Alexandre Schild, pour un cinéma authentique

Aux âmes bien nées, la valeur n’attend point le nombre des années. Cet adage prend tout son sens lorsque l’on évoque Alexandre Schild, le jeune réalisateur genevois qui monte, qui monte… Virtuose de la caméra, le vingtenaire s’apprête à sortir l’an prochain son troisième court-métrage, Lettres en ton nom, qu’il a réalisé cet été. Il nous fait l’honneur de nous accorder une interview où sont évoqués tour à tour ses débuts, ses inspirations, sa patte personnelle et ses réalisations passées, en cours et à venir.

Puissante et chatoyante, la touche d’Alexandre Schild est reconnaissable entre mille. Au confluent d’inspirations telles que Wim Wenders, Alice Rohrwacher et Xavier Dolan, le cinéma du Genevois est également irrigué par des références poétiques et un travail éclatant sur la lumière naturelle. Par sa sincérité, son oeuvre encore naissante attire déjà tous les regards, tant la démarche artistique du jeune homme détonne dans le paysage cinématographique romand. Son talent prend sa source dans le besoin viscéral qui l’habite de filmer les hommes, les femmes, les corps et les visages, pour en déceler les émotions, les joies, les peurs et les failles. Cinéaste du rapport humain, Alexandre Schild nous livre un peu de lui-même pour donner à comprendre la complexité de son travail. Rencontre.

Pourrais-tu te présenter ?

Alors je m’appelle Alexandre Schild et j’ai 21 ans. J’ai grandi et vécu toute ma vie à Genève, plus précisément dans la campagne du côté de Jussy. J’ai obtenu ma maturité il y a deux ans au collège de Candolle, et depuis je fais du cinéma en autodidacte. J’ai commencé à expérimenter ce médium plus ou moins en parallèle de la fin de mon collège, notamment grâce à un petit court-métrage réalisé chez moi dans le cadre de mon travail de maturité. Ensuite sont arrivés des premiers financements pour des projets plus importants, puis des campagnes de crowdfunding, et finalement j’ai récemment commencé à être produit. Cela fait donc trois ans que je me suis orienté vers le cinéma.

Comment es-tu arrivé dans le monde du cinéma et, plus marginalement, de la photographie ?

Je dirais que cette passion s’est révélée quand j’étais au cycle. J’étais un grand fan de grosses productions vers mes 11-12 ans, je pouvais aller jusqu’à trois fois par semaine au cinéma. Un moment important dans ma vie a été la découverte du film Drive de Nicolas Winding Refn en 2011, dont le côté artistique m’a immédiatement fasciné. J’ai compris de fil en aiguille que ce qui m’intéressait c’était ce qui se passait derrière la caméra. A partir de ce moment-là, j’ai commencé à davantage m’intéresser à d’autres types de cinéma, jusqu’à ce que je découvre Mommy de Xavier Dolan en 2014, qui a été le déclic final. Concernant la photo, ma soeur m’avait montré durant mon adolescence une série de clichés de Nan Goldin appelée The Ballad of Sexual Dependency, qui m’a beaucoup bouleversé.

Pourquoi cet intérêt particulier pour le cinéma par rapport à la photographie ?

** Enregistrements présentés **
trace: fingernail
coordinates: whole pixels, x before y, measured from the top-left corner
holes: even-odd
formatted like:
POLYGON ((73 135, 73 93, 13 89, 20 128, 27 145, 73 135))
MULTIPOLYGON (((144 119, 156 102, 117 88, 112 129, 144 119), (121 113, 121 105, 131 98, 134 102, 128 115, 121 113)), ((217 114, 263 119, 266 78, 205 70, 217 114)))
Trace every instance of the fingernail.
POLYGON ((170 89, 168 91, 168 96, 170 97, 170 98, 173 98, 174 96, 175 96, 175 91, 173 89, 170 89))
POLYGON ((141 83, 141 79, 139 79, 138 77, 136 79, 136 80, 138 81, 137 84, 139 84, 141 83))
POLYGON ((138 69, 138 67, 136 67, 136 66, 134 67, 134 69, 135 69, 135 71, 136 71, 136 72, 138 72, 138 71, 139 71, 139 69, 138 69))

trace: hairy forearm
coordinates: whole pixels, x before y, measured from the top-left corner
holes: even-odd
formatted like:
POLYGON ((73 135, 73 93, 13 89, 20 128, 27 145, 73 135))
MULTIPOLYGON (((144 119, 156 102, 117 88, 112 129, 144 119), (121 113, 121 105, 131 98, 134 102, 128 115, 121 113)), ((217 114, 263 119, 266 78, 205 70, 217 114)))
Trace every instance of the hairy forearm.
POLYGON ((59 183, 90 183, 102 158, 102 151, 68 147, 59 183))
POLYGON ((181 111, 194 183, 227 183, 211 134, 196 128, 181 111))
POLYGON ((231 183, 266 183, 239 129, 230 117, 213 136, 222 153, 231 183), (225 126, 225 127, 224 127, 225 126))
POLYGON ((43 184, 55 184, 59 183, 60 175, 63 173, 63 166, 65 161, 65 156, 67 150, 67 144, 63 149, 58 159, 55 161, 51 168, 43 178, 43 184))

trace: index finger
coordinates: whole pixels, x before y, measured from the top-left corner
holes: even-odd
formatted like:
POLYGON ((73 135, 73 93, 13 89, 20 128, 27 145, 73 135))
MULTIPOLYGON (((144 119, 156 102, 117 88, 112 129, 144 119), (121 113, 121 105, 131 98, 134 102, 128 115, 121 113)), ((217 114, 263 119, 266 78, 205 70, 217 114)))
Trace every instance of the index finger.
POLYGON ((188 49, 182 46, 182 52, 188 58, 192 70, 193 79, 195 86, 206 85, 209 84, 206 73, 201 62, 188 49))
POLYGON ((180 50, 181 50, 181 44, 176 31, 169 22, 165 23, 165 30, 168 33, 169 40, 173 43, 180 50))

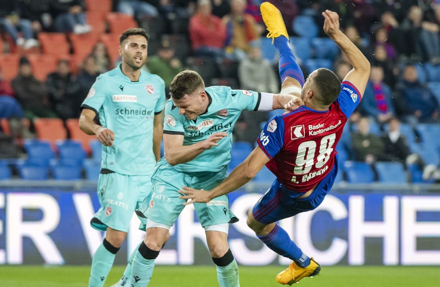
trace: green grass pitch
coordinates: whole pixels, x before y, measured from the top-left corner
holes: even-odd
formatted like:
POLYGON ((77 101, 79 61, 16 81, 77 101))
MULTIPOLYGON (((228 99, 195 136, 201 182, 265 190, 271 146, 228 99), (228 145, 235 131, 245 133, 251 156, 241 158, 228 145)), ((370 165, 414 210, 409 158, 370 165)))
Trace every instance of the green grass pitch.
MULTIPOLYGON (((123 271, 114 267, 104 286, 123 271)), ((282 266, 240 266, 241 287, 280 286, 275 279, 282 266)), ((0 286, 86 287, 90 266, 0 266, 0 286)), ((218 287, 214 266, 158 266, 151 287, 218 287)), ((294 284, 293 286, 297 286, 294 284)), ((301 280, 307 287, 434 287, 440 286, 440 266, 323 266, 319 276, 301 280)))

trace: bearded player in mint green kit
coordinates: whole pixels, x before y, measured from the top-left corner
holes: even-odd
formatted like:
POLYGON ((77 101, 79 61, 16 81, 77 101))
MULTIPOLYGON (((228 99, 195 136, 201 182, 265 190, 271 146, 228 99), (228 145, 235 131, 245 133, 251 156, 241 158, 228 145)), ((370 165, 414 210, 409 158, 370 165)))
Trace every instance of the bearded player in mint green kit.
MULTIPOLYGON (((147 234, 133 261, 131 286, 147 286, 154 261, 168 231, 183 210, 178 190, 190 186, 212 188, 227 176, 232 132, 242 110, 293 109, 298 98, 228 87, 205 88, 201 77, 184 71, 170 86, 165 105, 163 142, 165 157, 156 165, 153 192, 137 210, 147 220, 147 234)), ((239 286, 238 268, 229 249, 228 223, 238 219, 229 210, 227 196, 195 204, 221 287, 239 286)), ((118 285, 119 286, 120 285, 118 285)))
MULTIPOLYGON (((141 69, 148 38, 140 28, 122 33, 122 64, 97 78, 82 106, 80 128, 96 135, 102 144, 98 183, 101 207, 90 223, 107 232, 93 256, 89 287, 104 285, 135 210, 151 192, 151 175, 160 157, 165 85, 159 77, 141 69), (100 125, 93 121, 97 113, 100 125)), ((145 228, 145 219, 141 221, 140 228, 145 228)))

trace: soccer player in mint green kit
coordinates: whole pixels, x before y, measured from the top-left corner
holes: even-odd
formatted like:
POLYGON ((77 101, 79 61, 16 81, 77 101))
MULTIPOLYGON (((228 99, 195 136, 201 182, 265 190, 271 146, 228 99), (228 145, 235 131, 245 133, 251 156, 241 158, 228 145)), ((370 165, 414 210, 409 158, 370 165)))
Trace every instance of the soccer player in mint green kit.
MULTIPOLYGON (((127 237, 133 212, 151 191, 151 175, 160 157, 163 80, 141 68, 149 36, 130 29, 119 38, 122 64, 100 75, 82 106, 80 128, 102 144, 98 196, 101 207, 92 226, 107 232, 93 256, 89 287, 104 285, 115 255, 127 237), (96 114, 100 125, 95 123, 96 114)), ((145 228, 145 220, 141 219, 145 228)), ((128 268, 124 275, 130 276, 128 268)))
MULTIPOLYGON (((184 186, 213 188, 227 177, 232 129, 241 111, 290 109, 299 100, 228 87, 205 88, 202 77, 193 71, 174 77, 170 94, 164 123, 165 157, 156 165, 151 194, 137 210, 147 219, 147 234, 133 261, 134 287, 148 284, 168 230, 183 209, 185 201, 179 198, 178 190, 184 186)), ((227 242, 228 223, 238 219, 229 210, 227 196, 195 208, 217 265, 220 286, 239 286, 238 268, 227 242)))

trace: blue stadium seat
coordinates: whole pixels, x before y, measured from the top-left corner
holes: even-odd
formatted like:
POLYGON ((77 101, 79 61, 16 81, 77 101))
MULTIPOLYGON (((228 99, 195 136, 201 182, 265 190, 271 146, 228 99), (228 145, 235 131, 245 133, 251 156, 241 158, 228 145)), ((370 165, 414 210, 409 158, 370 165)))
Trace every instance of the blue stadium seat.
POLYGON ((21 179, 31 181, 44 181, 49 177, 49 168, 38 164, 24 163, 17 164, 21 179))
POLYGON ((83 165, 86 171, 86 179, 88 181, 97 182, 101 171, 101 163, 93 159, 86 159, 83 165))
POLYGON ((333 62, 329 59, 307 59, 304 61, 304 65, 310 73, 320 68, 326 68, 332 70, 333 62))
POLYGON ((312 17, 299 15, 295 17, 292 23, 293 31, 298 35, 315 38, 318 35, 318 27, 312 17))
POLYGON ((311 58, 310 39, 306 37, 290 37, 290 43, 293 46, 294 54, 300 60, 304 61, 311 58))
POLYGON ((94 160, 98 162, 101 162, 101 153, 102 146, 102 144, 98 140, 90 141, 90 147, 92 148, 92 157, 94 160))
POLYGON ((379 161, 374 164, 379 182, 382 183, 404 184, 407 182, 403 164, 392 161, 379 161))
POLYGON ((371 166, 363 161, 346 161, 344 170, 350 183, 367 184, 374 181, 374 174, 371 166))
POLYGON ((78 165, 57 164, 51 168, 53 178, 56 180, 73 181, 81 179, 81 168, 78 165))
POLYGON ((317 58, 332 61, 334 61, 340 50, 338 45, 330 38, 313 38, 311 46, 315 49, 317 58))
POLYGON ((73 140, 57 141, 56 146, 61 159, 76 160, 82 165, 83 161, 87 157, 87 154, 80 141, 73 140))
POLYGON ((38 139, 27 139, 24 146, 29 159, 39 160, 45 165, 49 164, 50 159, 55 158, 55 153, 47 141, 38 139))

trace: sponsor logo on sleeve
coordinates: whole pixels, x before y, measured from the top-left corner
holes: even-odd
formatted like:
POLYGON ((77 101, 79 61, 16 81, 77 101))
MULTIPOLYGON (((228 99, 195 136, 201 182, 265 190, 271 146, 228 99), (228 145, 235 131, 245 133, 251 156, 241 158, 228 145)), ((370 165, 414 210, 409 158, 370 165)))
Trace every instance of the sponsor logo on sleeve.
POLYGON ((273 133, 277 129, 277 121, 275 120, 272 120, 272 122, 269 123, 267 125, 267 131, 270 133, 273 133))
POLYGON ((165 123, 170 127, 174 127, 176 125, 176 120, 172 116, 168 114, 165 117, 165 123))
POLYGON ((113 101, 136 102, 138 101, 138 96, 131 95, 113 95, 113 101))
POLYGON ((241 90, 241 92, 246 95, 246 96, 249 96, 249 97, 252 96, 254 94, 252 93, 252 92, 250 91, 246 91, 246 90, 241 90))
POLYGON ((152 94, 153 92, 154 91, 154 89, 153 88, 153 85, 150 85, 150 84, 145 85, 145 89, 150 94, 152 94))
POLYGON ((224 108, 217 111, 217 114, 220 117, 226 117, 229 114, 229 112, 227 109, 224 108))
POLYGON ((290 139, 296 140, 304 137, 304 125, 290 127, 290 139))
POLYGON ((87 96, 86 97, 86 99, 89 99, 95 95, 95 93, 96 92, 96 91, 95 90, 95 89, 93 88, 91 88, 90 90, 89 91, 89 93, 87 94, 87 96))

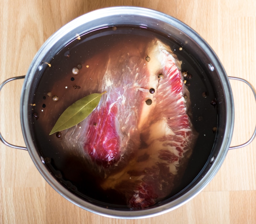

** Travail à faire **
1) Selon l'entretien avec Alexandre Schild, quel film découvert en 2014 a été pour lui le déclic final ?
2) Reprenez l'entretien avec Alexandre Schild à la suite de sa dernière phrase.

** Réponses proposées **
1) Mommy de Xavier Dolan.

2)
Je crois que si j’aime autant le cinéma, s’il est si vital pour moi, c’est parce que, grâce à la caméra, j’arrive parfaitement à faire ressortir et exprimer ce que je ressens. Je fais toujours un peu de photo à côté, mais en réalité le cinéma m’apporte tellement plus. J’aime ce travail global de la lumière, du son, de la musique, du décor, des costumes… C’est vraiment un art total. La relation avec les acteurs me passionne également, d’autant qu’il est incroyable de pouvoir construire des protagonistes en collaborant avec des personnes passionnées. J’aime vraiment ce rapport humain, tout comme j’aime aussi raconter et disséquer les relations humaines à travers une oeuvre de fiction, en construisant totalement un univers un peu hors du temps.

Alexandre Schild aime travailler la lumière et les ambiances du jour et de la nuit.

Tu sembles particulièrement aimer filmer en extérieur. Quelle en est la raison ?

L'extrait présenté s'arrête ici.